According to the Fibonacci Retracement theory, any trend will have strong resistance/support at 23.6%, 38.2%, 50%, 61.8% and 100% of a fully established trend. The overall trading strategy is formed by looking at these consecutive support/resistance levels. For example, if an ETF is making higher highs and higher lows, then it is in an uptrend, and generally, the resistances become the new support bases.

Below is a pictorial representation of this type of movement. The first movement marked in green is a clear bull run, the blue part is a consolidation phase, and the red part depicts a typical bearish grip.

This movement is quantified by the Fibonacci Retracement in strong trends, which predicts strong reversal tendencies at the 5 fundamental levels/ratios; 23.6%, 38.2%, 50%, 61.8% and 100% of a price movement.

Here is an example of Fibonacci Retracement (FR), appearing on a daily chart of FXG, a consumer staples ETF.

The Fibonacci Retracement is constructed using two extreme points, one is the starting point of a trend and the other is the peak of a trend. Both points are further verified by candlestick patterns and other technical indicators. In the following example, we take the $21 as the lower level of the Fibonacci Retracement and $25 as the upper.

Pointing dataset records
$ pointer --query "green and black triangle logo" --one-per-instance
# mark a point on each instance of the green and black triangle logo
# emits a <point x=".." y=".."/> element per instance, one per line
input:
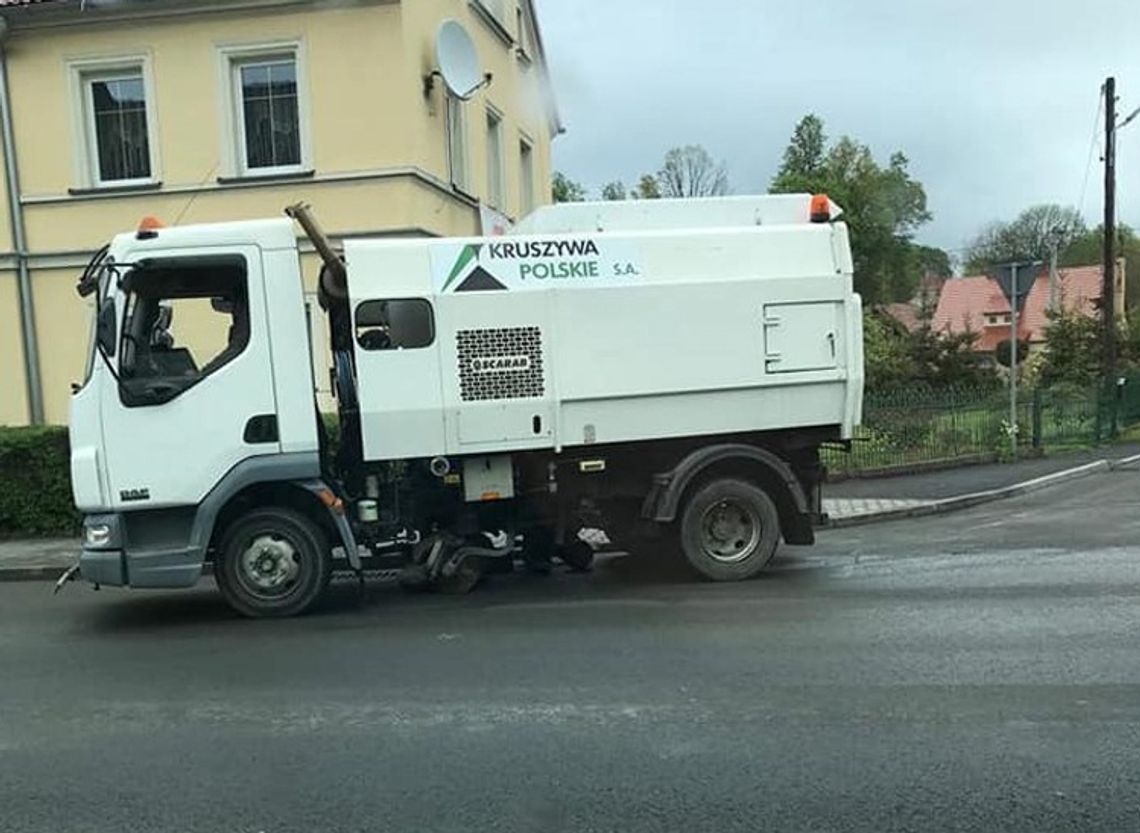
<point x="480" y="280"/>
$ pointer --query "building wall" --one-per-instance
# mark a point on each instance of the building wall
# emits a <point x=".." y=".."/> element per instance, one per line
<point x="377" y="145"/>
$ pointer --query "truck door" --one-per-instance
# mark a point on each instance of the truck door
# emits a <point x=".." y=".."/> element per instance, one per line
<point x="801" y="336"/>
<point x="195" y="392"/>
<point x="398" y="385"/>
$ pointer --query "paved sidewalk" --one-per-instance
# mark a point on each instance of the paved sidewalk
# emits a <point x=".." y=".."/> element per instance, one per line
<point x="952" y="482"/>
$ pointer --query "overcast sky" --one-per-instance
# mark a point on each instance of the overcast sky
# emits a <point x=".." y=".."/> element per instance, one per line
<point x="993" y="100"/>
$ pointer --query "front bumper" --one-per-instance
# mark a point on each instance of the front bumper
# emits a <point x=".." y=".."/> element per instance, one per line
<point x="116" y="563"/>
<point x="103" y="566"/>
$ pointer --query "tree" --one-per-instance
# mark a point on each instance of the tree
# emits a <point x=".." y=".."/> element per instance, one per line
<point x="1073" y="349"/>
<point x="648" y="188"/>
<point x="804" y="154"/>
<point x="897" y="358"/>
<point x="690" y="171"/>
<point x="1031" y="236"/>
<point x="566" y="190"/>
<point x="882" y="205"/>
<point x="1003" y="352"/>
<point x="613" y="192"/>
<point x="934" y="262"/>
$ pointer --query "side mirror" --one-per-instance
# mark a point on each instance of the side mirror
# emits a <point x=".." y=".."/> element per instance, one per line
<point x="105" y="328"/>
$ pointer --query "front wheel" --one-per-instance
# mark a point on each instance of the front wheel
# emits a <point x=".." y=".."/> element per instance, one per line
<point x="273" y="562"/>
<point x="730" y="530"/>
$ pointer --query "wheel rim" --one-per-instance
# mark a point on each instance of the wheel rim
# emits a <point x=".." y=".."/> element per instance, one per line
<point x="269" y="566"/>
<point x="730" y="531"/>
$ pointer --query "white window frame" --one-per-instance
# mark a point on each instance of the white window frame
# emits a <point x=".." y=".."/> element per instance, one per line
<point x="86" y="152"/>
<point x="527" y="201"/>
<point x="231" y="58"/>
<point x="496" y="185"/>
<point x="456" y="136"/>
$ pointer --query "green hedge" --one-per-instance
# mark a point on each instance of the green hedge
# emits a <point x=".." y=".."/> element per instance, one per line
<point x="35" y="483"/>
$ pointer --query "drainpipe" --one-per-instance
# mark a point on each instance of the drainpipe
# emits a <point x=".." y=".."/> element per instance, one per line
<point x="19" y="241"/>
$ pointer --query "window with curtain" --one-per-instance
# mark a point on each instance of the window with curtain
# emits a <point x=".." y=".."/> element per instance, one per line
<point x="494" y="158"/>
<point x="269" y="115"/>
<point x="456" y="141"/>
<point x="120" y="140"/>
<point x="526" y="178"/>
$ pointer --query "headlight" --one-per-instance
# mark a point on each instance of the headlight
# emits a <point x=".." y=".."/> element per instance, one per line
<point x="97" y="535"/>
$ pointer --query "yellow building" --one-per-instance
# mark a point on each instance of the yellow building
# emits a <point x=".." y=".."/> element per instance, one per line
<point x="197" y="111"/>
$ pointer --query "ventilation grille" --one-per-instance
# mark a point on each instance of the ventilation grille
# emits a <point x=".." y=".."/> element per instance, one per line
<point x="501" y="364"/>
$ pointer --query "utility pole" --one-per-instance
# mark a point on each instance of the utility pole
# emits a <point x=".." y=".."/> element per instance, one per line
<point x="1012" y="359"/>
<point x="1053" y="242"/>
<point x="1108" y="295"/>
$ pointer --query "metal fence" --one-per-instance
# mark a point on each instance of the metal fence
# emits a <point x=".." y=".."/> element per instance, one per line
<point x="929" y="425"/>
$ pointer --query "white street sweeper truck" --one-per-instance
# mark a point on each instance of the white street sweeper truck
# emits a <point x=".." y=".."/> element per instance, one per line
<point x="666" y="367"/>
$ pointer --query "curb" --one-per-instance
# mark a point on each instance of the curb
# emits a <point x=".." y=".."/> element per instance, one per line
<point x="31" y="573"/>
<point x="963" y="501"/>
<point x="935" y="507"/>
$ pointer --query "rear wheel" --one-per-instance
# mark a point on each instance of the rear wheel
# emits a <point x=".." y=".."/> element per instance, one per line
<point x="274" y="562"/>
<point x="730" y="530"/>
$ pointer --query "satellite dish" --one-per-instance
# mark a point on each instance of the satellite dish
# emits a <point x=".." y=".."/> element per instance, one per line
<point x="458" y="63"/>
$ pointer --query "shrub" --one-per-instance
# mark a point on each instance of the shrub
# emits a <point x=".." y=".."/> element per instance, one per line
<point x="35" y="496"/>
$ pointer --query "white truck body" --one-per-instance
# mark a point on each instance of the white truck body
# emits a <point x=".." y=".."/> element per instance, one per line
<point x="662" y="334"/>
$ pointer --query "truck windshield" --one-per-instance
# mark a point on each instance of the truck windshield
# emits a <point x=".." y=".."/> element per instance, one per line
<point x="184" y="318"/>
<point x="95" y="280"/>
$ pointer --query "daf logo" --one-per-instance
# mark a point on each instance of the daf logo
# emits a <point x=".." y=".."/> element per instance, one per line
<point x="501" y="364"/>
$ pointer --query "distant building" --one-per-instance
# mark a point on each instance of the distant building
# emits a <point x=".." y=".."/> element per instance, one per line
<point x="905" y="313"/>
<point x="911" y="313"/>
<point x="977" y="304"/>
<point x="203" y="111"/>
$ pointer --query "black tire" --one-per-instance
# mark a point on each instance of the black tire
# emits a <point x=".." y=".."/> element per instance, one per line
<point x="577" y="555"/>
<point x="730" y="530"/>
<point x="295" y="556"/>
<point x="463" y="580"/>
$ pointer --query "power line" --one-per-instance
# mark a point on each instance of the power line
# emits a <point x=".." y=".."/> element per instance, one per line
<point x="1092" y="147"/>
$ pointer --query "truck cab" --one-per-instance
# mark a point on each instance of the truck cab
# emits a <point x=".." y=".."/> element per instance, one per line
<point x="181" y="407"/>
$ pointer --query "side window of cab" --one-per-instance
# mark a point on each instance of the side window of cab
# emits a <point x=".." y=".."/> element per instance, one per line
<point x="395" y="324"/>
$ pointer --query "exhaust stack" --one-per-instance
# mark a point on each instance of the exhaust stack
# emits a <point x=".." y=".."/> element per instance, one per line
<point x="333" y="277"/>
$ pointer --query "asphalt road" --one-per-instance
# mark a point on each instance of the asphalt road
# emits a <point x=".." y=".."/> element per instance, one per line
<point x="968" y="672"/>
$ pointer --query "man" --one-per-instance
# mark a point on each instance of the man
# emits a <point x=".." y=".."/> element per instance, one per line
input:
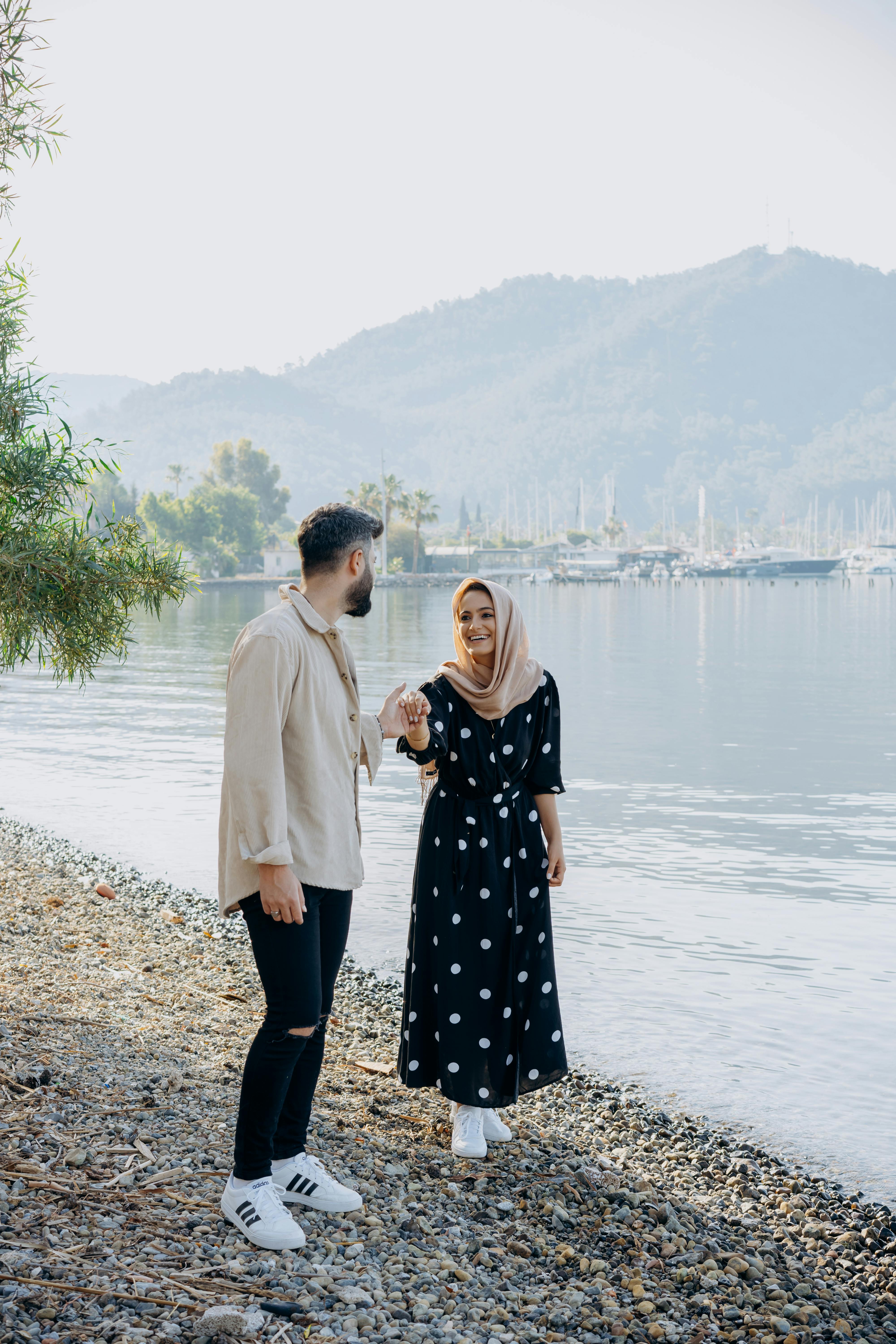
<point x="289" y="855"/>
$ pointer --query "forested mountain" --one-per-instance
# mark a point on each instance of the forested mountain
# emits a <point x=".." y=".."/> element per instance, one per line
<point x="768" y="378"/>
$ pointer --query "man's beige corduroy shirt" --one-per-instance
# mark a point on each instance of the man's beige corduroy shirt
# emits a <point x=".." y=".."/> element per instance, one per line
<point x="295" y="740"/>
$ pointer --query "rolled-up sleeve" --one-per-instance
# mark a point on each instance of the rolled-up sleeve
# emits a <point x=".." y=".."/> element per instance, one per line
<point x="260" y="687"/>
<point x="371" y="745"/>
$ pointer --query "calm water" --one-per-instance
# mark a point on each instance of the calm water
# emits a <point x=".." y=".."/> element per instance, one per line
<point x="727" y="931"/>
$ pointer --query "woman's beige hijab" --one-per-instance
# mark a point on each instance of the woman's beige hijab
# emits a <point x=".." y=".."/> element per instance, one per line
<point x="495" y="691"/>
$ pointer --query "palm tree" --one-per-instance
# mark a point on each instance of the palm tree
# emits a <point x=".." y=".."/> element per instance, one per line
<point x="416" y="509"/>
<point x="177" y="474"/>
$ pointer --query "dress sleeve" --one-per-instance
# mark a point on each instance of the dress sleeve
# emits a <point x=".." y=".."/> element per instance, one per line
<point x="545" y="772"/>
<point x="439" y="729"/>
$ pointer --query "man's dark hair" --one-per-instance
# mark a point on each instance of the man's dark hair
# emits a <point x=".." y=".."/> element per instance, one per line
<point x="331" y="533"/>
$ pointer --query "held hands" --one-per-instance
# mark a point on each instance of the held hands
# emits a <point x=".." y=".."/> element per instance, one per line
<point x="281" y="893"/>
<point x="417" y="709"/>
<point x="396" y="718"/>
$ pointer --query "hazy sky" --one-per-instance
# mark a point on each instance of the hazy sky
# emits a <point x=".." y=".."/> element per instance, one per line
<point x="254" y="185"/>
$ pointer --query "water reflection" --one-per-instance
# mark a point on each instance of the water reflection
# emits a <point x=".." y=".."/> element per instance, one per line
<point x="726" y="932"/>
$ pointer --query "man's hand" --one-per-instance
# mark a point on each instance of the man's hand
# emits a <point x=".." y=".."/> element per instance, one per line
<point x="281" y="893"/>
<point x="394" y="717"/>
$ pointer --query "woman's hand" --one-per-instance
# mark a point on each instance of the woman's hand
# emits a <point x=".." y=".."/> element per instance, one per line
<point x="416" y="710"/>
<point x="557" y="864"/>
<point x="547" y="806"/>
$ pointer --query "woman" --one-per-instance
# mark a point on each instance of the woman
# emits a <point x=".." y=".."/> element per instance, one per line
<point x="481" y="1017"/>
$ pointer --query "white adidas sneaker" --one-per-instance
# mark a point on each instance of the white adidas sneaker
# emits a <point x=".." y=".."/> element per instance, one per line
<point x="306" y="1182"/>
<point x="468" y="1139"/>
<point x="493" y="1128"/>
<point x="258" y="1212"/>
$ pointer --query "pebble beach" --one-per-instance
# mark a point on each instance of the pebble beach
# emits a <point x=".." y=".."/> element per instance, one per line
<point x="125" y="1014"/>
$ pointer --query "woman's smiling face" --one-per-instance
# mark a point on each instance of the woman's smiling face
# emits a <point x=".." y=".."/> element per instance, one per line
<point x="477" y="626"/>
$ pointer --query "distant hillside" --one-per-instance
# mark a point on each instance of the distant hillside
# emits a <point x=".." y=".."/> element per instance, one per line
<point x="765" y="378"/>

To do
(A) In the Fibonacci Retracement passage, which two extreme points are used to construct the Fibonacci Retracement?
(B) Print the part of the Fibonacci Retracement passage that opens with the words containing "Below is a pictorial" and closes with "a price movement.".

Task answers
(A) The starting point of a trend and the peak of a trend.

(B)
Below is a pictorial representation of this type of movement. The first movement marked in green is a clear bull run, the blue part is a consolidation phase, and the red part depicts a typical bearish grip.

This movement is quantified by the Fibonacci Retracement in strong trends, which predicts strong reversal tendencies at the 5 fundamental levels/ratios; 23.6%, 38.2%, 50%, 61.8% and 100% of a price movement.